— DIRECTIONS FOR THIS TASK —
Give back the material word for word, every line included.

● ● ● ● ●

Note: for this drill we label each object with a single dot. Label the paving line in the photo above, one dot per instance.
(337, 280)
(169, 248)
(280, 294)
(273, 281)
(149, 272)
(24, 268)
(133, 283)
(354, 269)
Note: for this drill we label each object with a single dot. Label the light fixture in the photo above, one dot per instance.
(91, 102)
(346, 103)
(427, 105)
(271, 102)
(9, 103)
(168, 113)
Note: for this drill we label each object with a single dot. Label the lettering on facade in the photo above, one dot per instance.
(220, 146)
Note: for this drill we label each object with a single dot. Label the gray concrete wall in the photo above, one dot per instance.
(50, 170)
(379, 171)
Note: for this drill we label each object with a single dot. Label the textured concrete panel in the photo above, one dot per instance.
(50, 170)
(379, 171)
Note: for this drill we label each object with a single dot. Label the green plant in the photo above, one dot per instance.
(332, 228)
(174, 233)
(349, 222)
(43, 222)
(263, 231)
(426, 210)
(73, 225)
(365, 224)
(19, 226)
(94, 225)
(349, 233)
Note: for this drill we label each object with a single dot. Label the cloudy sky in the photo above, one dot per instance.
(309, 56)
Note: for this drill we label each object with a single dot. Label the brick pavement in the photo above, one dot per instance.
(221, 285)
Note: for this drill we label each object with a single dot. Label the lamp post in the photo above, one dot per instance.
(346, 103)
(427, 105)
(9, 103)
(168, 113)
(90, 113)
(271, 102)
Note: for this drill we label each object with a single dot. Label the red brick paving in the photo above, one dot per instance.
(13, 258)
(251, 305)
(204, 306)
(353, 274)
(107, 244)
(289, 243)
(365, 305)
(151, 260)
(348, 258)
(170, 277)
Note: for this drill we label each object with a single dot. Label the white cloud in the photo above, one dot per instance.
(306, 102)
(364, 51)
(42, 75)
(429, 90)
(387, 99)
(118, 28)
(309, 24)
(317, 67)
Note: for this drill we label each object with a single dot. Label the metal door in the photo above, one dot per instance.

● ● ● ● ●

— ANSWER TO THE EXERCISE —
Note: for this drill we label each object with a single dot. Label the paving line in the photo above, one dot per instance.
(337, 280)
(169, 248)
(280, 294)
(273, 281)
(149, 272)
(24, 268)
(133, 283)
(354, 269)
Note: for this drill we label each object with a single dot. Label the light fixture in the photo above, one dot per instance.
(91, 102)
(346, 103)
(427, 105)
(271, 102)
(9, 103)
(168, 113)
Note: for this drill we label each object with a single dot. Label the lettering on facade in the photo above, one dot per instance.
(220, 146)
Note: for this drill we label each object with a single dot. Label the gray concrete wall in the photo above, one dot per instance.
(50, 170)
(379, 171)
Note: for this drill we label each object with a single dot. Label the textured concrete panel in the photo above, one dot per instance.
(50, 170)
(379, 171)
Note: for this drill we label each object with a single dot. Label the green plant in the photo above, one dot per instance.
(332, 228)
(174, 233)
(349, 222)
(43, 222)
(263, 231)
(426, 210)
(73, 225)
(365, 224)
(19, 226)
(94, 225)
(349, 233)
Note: for this drill we label each object with a single dot. Label the cloudy sky in the photo above, one dot per instance.
(309, 56)
Note: for this drill we label each object with a single dot. Label the brick pavement in the photo above, one dot per instance.
(221, 285)
Note: for this drill we label each object with a single dot. Label the lamp post in the photo above, one dot per instance.
(346, 103)
(427, 105)
(9, 103)
(168, 113)
(90, 113)
(271, 102)
Note: for this drill we label each object with a single dot. Label the red brick paving in the photo above, one dot per instance.
(13, 258)
(251, 305)
(204, 306)
(353, 274)
(107, 244)
(289, 243)
(365, 305)
(151, 260)
(348, 258)
(170, 277)
Note: for this drill we label each object with a single dot. Label the white cloud in the photo above, one dot per instance.
(306, 102)
(364, 51)
(42, 75)
(429, 90)
(387, 99)
(118, 28)
(309, 24)
(317, 67)
Note: for this drill we label each object with a single dot. Label the metal door in the photo above, one dot per instance.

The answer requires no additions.